Stated problem —
Extract every line of the records below and reproduce each one verbatim, keeping the original order.

┄┄┄┄┄┄┄┄┄┄

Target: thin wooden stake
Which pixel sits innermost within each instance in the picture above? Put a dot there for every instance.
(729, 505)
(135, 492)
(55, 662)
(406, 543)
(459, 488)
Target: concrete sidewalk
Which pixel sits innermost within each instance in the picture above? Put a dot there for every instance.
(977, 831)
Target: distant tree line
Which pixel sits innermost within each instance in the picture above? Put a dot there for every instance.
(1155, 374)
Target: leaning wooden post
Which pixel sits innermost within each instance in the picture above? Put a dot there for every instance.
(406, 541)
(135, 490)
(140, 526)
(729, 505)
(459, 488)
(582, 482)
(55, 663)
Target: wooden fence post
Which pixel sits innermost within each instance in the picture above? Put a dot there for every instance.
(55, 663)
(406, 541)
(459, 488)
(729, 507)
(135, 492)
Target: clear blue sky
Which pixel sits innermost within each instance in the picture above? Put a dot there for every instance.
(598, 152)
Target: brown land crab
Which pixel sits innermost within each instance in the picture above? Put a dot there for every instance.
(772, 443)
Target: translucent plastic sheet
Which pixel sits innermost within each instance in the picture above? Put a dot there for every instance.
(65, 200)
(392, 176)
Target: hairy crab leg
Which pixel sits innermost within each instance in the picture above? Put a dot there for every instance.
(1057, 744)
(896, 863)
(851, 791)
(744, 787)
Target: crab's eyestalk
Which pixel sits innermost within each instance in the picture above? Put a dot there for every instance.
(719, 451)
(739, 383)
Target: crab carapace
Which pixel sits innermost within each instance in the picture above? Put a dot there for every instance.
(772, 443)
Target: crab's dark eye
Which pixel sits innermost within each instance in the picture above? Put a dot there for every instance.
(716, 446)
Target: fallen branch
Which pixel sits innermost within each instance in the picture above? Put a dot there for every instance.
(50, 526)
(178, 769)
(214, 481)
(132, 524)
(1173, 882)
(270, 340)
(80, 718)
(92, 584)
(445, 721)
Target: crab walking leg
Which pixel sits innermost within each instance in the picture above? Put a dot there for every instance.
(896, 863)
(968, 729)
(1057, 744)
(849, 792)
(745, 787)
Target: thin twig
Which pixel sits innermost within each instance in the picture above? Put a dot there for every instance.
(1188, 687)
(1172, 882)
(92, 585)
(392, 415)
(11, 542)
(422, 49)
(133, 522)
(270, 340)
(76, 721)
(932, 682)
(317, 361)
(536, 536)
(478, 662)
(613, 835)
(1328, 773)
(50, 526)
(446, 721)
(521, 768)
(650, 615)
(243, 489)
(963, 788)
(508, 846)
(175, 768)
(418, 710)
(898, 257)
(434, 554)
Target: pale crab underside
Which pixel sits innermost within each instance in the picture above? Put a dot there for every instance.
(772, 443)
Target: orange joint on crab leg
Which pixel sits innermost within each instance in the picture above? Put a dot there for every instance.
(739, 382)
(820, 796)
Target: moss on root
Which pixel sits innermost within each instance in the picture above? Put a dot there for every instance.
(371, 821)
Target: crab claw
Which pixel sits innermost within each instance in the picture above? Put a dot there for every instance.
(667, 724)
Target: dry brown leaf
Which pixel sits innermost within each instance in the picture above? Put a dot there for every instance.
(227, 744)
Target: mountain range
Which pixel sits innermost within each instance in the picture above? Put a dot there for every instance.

┄┄┄┄┄┄┄┄┄┄

Worked answer —
Target: thin wooden stake
Which pixel sits innermost within each instance in the picture above? Put a dot there for every instance.
(729, 505)
(135, 492)
(55, 662)
(406, 543)
(459, 488)
Target: concrete sidewalk
Which pixel sits innermost within each instance in the picture above? Put a dot there for every instance.
(977, 831)
Target: distant tree line
Which pixel sits innermost within each instance in the picture above? Put a dot there for every instance.
(1155, 374)
Target: leaning wooden post
Which pixel sits innermost within each instance in the picture above? Put a dot there for every instance.
(406, 541)
(135, 490)
(140, 526)
(729, 505)
(459, 488)
(582, 482)
(55, 663)
Target: wooden fence post
Which pixel sits innermost within each instance in the picture above? Put a dot there for every instance.
(55, 663)
(406, 541)
(459, 488)
(729, 507)
(135, 492)
Target: clear blue sky
Which pixel sits innermost within each instance in the picture above? Put a dot there for every instance.
(598, 152)
Target: brown land crab
Which pixel sits innermost within each instance in the picture above? Put a dot there for every instance.
(772, 443)
Target: translucent plastic sheet
Which pixel sits innermost within each instance in the picture above? Put a dot there for every instance.
(65, 200)
(392, 176)
Target: hairy crab leg
Which pixel sits innermost within each instance in the picture above? Put a dot there for every instance.
(1057, 744)
(896, 863)
(851, 791)
(744, 787)
Target: crab's eyestalk
Which pixel sits innermost within each instance in the picture above? Put a dot there for every instance.
(719, 451)
(739, 383)
Target: crab carapace
Which pixel sits innermost within each instance in the picture above? Put a dot there for every instance.
(772, 443)
Target: crab's dark eye
Which pixel sits innermost within each instance in the picture above? Put a dot there for every instance.
(716, 446)
Target: fallen branch
Which pixel sits innermost within each instance in the picture above? Put a dot there for every instance.
(50, 526)
(178, 769)
(214, 481)
(132, 524)
(1173, 882)
(270, 340)
(80, 718)
(92, 584)
(445, 721)
Target: crab walking leg
Which pixel sits innermost within each instance in the picture above? Put a dot there for every instance.
(896, 863)
(968, 729)
(1057, 744)
(849, 792)
(745, 787)
Target: thin twig
Which pixel sits innermost within each instance in the picture above? Put a dot there for every instance.
(1188, 687)
(1172, 882)
(92, 585)
(392, 415)
(11, 542)
(422, 49)
(133, 522)
(270, 340)
(76, 721)
(932, 682)
(317, 361)
(536, 536)
(478, 662)
(613, 835)
(1328, 773)
(50, 526)
(446, 721)
(521, 768)
(650, 615)
(243, 489)
(963, 788)
(508, 846)
(175, 768)
(418, 710)
(898, 257)
(434, 554)
Target: pale crab underside
Which pixel sits innermost within each instance in the picture above? Put a dot there for every instance.
(772, 443)
Target: orange joint on crab leg
Which pixel sits innermost within each instance in the picture above? Put a dot there for every instance.
(739, 382)
(820, 796)
Target: moss on root
Which pixel sits innermost within each instance in the picture above? Put a dot there for every instance.
(371, 821)
Target: crab claw
Which pixel sits innermost within each instance in the picture above? Put a dot there for every instance.
(667, 724)
Target: dry brown leaf
Which pixel sits innermost within each instance in the picture above? Put a dot there for every instance.
(227, 744)
Target: mountain range
Which pixel sits innermost within each instance in the picture above? Put a dot there for every instance.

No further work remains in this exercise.